• Work to be completed: The required result is each line of the entries below containing the string "instance".
(Supplied records Opens)
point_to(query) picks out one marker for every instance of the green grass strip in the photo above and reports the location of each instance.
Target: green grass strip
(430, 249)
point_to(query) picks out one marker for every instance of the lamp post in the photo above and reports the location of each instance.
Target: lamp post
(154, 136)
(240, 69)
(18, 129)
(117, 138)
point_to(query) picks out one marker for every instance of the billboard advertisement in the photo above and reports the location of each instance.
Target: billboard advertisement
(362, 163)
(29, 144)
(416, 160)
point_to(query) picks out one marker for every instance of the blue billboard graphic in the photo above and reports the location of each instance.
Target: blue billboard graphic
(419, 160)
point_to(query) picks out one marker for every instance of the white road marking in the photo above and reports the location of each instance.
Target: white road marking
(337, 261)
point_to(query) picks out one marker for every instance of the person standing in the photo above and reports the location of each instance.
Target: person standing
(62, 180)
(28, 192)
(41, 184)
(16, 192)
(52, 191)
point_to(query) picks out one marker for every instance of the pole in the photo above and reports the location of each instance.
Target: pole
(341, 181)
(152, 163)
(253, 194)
(Supplied records Closes)
(Supplied records Opens)
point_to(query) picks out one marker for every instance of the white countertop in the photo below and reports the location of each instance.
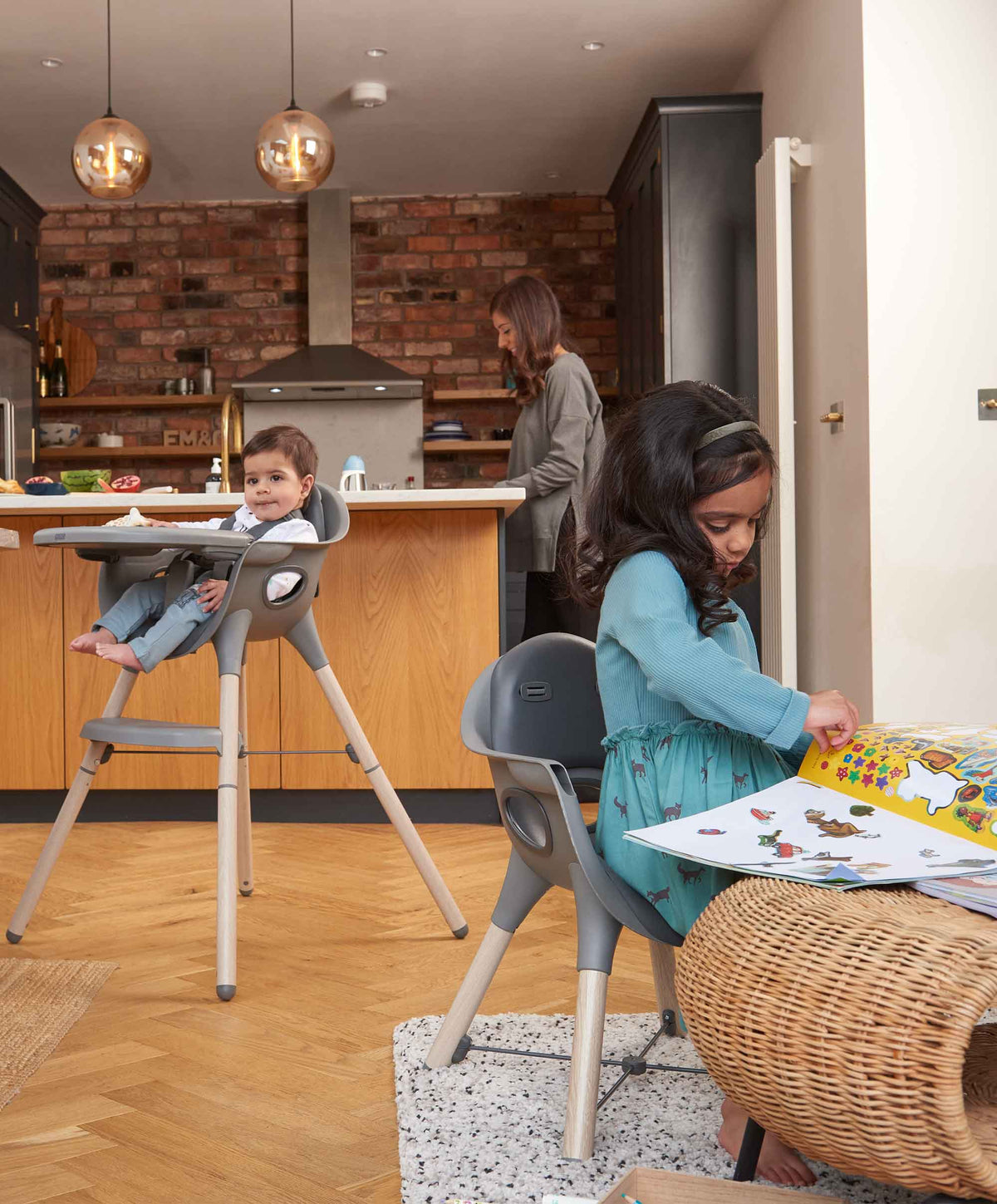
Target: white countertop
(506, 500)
(Supplied records Closes)
• Reply to the exercise:
point_to(query) picks out one marker for every instance of the green grass strip in the photo above and reports the location of each instance.
point_to(query) picks out one marker for every instance of the lamp post in the photo above and reports the location of each instance.
point_to(query) picks out one marker for every instance of the billboard advertisement in the photo above and reports the location of each instance.
point_to(query) picks out one marker for every instance of the blue billboard graphic in the photo above and reports the location of each instance.
point_to(query) picks out one marker for every instance of the white road marking in the photo above and reports the location of each instance.
point_to(query) picks out one marker for every instance of the person standing in the photo above and reports the location of each instance.
point_to(query) picks out one marker for every instance of the pole in the photo above and reports the location of each instance.
point_to(query) picks out one marker for every instance of the white countertop in the photo below and reports the location of each instance.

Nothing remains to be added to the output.